--- Selection ---

____________________

If you’ve ever suffered the burden of not knowing whether to pack your DSLR or just take your smartphone on a big trip, Adobe’s Project Indigo can put that burden to rest. I’ve used it for a couple of days, and I’m very impressed. It’s like having a DSLR in smartphone size.
Adobe’s Project Indigo Turns Your Phone into a Manual Camera
Project Indigo is an Adobe camera app developed by ex-Google Pixel engineers. With the main focus of Project Indigo being image quality improvement, it features tools and controls typically only found on professional camera equipment.
Download: Project Indigo (Beta) for iOS (iPhone 12 Pro or newer or iPhone 14s and newer) (Free)
Your DSLR settings offer fully customizable photography options, such as changing the shutter speed, aperture, focus distance, exposure, white balance, and ISO. Most DSLRs also provide histogram viewers to see exposure levels, grid lines, spirit levels (usually found on tripods used with DSLRs rather than cameras themselves), access to both RAW and JPEG, and other features.

____________________

--- Problem statement ---
From the article about Adobe's Project Indigo, pull out the passage starting at the words "Adobe’s Project Indigo Turns" and ending after "and newer) (Free)". The entries that follow have no connection to the article about Adobe's Project Indigo.

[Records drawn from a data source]
____________________

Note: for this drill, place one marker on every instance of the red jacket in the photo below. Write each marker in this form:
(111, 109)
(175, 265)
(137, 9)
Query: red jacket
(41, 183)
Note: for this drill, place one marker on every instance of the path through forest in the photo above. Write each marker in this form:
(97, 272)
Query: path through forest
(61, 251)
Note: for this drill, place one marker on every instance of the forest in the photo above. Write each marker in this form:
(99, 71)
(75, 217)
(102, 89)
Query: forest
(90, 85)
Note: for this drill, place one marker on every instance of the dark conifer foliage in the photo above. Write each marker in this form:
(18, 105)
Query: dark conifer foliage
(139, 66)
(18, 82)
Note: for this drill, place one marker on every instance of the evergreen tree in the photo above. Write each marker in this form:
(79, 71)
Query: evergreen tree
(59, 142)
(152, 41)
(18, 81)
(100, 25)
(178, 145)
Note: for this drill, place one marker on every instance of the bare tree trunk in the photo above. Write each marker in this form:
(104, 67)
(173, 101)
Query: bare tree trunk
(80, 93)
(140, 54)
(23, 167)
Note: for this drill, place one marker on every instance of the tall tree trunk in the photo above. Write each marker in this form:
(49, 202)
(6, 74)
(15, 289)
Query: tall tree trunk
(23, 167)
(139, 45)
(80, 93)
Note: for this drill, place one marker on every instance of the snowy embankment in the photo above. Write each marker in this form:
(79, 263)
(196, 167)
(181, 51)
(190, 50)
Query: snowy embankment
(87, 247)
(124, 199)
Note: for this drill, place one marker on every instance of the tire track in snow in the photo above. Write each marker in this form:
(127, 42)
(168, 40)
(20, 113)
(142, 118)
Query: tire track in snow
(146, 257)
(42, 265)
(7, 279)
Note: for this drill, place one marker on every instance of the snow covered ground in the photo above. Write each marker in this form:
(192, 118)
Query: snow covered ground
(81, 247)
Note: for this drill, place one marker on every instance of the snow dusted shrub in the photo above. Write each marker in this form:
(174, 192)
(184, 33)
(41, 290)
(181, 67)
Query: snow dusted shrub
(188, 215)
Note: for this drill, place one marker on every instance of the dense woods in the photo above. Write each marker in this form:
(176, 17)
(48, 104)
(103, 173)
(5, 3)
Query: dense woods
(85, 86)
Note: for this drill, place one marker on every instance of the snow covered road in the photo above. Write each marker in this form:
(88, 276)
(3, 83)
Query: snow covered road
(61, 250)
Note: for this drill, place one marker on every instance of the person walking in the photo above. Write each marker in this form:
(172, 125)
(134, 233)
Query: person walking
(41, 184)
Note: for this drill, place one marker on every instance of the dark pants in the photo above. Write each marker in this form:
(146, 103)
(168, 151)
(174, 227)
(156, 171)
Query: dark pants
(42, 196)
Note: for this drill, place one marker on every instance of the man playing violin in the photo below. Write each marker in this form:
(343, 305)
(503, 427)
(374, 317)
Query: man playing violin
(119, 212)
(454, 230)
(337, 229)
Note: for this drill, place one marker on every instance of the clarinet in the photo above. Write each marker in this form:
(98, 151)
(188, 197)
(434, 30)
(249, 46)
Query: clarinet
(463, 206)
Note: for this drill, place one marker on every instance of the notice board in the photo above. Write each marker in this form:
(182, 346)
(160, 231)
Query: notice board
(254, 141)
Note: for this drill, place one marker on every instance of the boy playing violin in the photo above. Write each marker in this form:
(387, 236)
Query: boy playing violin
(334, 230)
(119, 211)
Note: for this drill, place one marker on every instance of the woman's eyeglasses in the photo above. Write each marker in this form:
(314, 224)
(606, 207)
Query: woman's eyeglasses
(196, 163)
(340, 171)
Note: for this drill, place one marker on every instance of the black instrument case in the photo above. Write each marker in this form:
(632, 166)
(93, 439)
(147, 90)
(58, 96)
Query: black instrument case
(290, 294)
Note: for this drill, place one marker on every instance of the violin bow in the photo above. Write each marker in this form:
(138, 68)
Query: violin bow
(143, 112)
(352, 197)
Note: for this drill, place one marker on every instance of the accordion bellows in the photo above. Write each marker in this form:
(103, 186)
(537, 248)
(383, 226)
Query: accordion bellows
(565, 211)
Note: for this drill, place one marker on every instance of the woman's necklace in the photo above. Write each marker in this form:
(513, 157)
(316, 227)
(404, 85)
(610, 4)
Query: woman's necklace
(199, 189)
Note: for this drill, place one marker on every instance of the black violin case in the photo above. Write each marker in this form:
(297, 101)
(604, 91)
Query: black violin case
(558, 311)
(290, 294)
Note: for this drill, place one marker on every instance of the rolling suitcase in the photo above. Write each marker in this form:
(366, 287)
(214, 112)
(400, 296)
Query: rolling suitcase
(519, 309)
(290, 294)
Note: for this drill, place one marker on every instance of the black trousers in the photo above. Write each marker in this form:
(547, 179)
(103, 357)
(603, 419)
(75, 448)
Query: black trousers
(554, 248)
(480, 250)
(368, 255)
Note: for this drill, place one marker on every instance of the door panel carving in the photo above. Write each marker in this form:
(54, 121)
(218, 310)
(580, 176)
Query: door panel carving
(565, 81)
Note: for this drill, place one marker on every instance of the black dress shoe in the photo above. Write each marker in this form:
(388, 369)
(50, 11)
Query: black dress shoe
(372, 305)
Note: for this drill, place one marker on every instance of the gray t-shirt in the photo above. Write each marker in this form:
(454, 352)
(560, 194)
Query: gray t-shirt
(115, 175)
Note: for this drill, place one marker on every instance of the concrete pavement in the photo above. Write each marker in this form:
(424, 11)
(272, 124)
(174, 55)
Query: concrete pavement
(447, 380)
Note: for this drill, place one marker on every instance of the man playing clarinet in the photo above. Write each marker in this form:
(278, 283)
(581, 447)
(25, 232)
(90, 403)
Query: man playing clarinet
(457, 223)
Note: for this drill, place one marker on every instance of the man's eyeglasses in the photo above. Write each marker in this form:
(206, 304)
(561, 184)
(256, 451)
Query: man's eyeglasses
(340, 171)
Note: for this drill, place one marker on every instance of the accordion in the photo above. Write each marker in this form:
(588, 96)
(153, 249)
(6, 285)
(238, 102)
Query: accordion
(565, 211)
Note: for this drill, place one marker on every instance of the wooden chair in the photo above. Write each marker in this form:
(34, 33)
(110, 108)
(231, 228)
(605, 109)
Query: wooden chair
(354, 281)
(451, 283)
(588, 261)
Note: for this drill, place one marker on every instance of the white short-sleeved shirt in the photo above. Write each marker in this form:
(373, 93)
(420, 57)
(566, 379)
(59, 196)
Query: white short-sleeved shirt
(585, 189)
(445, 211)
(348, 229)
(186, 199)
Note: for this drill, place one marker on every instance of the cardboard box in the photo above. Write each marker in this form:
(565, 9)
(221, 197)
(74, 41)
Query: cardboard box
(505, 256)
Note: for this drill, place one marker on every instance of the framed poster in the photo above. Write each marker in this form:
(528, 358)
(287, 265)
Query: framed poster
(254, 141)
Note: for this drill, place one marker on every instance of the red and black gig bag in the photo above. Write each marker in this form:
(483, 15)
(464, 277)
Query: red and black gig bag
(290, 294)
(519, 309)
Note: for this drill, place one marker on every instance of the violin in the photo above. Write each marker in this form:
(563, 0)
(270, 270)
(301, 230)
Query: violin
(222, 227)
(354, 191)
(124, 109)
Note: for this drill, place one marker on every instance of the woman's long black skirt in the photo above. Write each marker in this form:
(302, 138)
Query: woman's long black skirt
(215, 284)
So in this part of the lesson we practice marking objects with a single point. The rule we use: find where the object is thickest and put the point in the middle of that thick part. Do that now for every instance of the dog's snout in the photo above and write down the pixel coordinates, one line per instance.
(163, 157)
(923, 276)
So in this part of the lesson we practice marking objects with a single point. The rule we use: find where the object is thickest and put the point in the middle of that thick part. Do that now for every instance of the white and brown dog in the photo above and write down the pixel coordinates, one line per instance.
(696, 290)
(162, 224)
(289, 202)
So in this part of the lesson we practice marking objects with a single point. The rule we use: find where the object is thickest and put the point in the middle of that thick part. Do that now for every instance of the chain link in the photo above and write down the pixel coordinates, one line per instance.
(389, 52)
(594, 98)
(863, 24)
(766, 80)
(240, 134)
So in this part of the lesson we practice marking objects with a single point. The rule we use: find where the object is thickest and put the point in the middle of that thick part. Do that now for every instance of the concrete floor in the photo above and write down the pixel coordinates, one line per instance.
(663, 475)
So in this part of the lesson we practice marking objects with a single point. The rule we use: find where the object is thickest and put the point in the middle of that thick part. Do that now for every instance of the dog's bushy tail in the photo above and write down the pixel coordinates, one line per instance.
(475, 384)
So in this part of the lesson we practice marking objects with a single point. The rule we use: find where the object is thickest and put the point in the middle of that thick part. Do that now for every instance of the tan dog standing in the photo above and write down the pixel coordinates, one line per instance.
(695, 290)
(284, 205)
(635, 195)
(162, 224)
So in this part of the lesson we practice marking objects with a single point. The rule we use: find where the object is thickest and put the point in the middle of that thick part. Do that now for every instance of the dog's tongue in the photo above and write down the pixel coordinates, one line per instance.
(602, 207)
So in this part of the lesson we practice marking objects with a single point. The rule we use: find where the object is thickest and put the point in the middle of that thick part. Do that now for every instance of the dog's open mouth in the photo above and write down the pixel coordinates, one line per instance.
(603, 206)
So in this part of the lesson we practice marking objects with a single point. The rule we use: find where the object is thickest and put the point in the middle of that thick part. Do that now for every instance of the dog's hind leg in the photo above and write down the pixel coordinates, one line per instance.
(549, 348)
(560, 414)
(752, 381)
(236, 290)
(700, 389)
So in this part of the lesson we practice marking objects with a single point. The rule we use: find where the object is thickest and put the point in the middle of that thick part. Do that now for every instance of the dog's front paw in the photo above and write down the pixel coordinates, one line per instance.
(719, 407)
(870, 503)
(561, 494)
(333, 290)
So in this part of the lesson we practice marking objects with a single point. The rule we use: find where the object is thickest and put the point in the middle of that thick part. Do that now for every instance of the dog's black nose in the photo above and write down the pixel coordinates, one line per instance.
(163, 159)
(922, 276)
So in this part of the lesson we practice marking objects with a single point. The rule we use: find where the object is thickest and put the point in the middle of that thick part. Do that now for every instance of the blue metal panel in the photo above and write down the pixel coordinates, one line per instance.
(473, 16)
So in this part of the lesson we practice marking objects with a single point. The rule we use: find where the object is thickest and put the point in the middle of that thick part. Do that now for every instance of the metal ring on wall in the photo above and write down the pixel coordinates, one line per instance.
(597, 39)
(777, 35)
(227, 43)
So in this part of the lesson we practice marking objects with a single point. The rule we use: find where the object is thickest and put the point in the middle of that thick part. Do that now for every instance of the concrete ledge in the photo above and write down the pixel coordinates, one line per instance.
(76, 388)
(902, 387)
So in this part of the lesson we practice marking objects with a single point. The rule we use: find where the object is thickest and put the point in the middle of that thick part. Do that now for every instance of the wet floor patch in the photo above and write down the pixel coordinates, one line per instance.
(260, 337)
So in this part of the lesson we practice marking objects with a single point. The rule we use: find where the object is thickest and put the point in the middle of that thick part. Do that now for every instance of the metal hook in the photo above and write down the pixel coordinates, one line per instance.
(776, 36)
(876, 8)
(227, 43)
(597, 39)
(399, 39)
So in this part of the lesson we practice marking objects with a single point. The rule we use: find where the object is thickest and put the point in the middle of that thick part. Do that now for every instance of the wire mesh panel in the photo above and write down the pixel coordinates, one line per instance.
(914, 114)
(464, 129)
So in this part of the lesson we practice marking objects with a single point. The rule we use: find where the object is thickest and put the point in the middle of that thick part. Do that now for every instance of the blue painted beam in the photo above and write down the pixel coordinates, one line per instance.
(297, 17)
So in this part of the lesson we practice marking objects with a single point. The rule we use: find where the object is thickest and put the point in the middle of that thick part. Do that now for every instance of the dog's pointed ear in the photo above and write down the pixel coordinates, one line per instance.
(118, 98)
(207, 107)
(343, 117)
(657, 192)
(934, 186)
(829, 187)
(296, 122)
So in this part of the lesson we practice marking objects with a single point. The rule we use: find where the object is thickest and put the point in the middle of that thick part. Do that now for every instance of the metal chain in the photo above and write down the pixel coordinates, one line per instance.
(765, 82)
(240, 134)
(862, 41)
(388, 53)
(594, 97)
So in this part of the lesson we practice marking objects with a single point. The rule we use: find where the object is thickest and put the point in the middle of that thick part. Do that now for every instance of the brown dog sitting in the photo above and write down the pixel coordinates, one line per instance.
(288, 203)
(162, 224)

____________________

--- Exercise output ---
Adobe’s Project Indigo Turns Your Phone into a Manual Camera
Project Indigo is an Adobe camera app developed by ex-Google Pixel engineers. With the main focus of Project Indigo being image quality improvement, it features tools and controls typically only found on professional camera equipment.
Download: Project Indigo (Beta) for iOS (iPhone 12 Pro or newer or iPhone 14s and newer) (Free)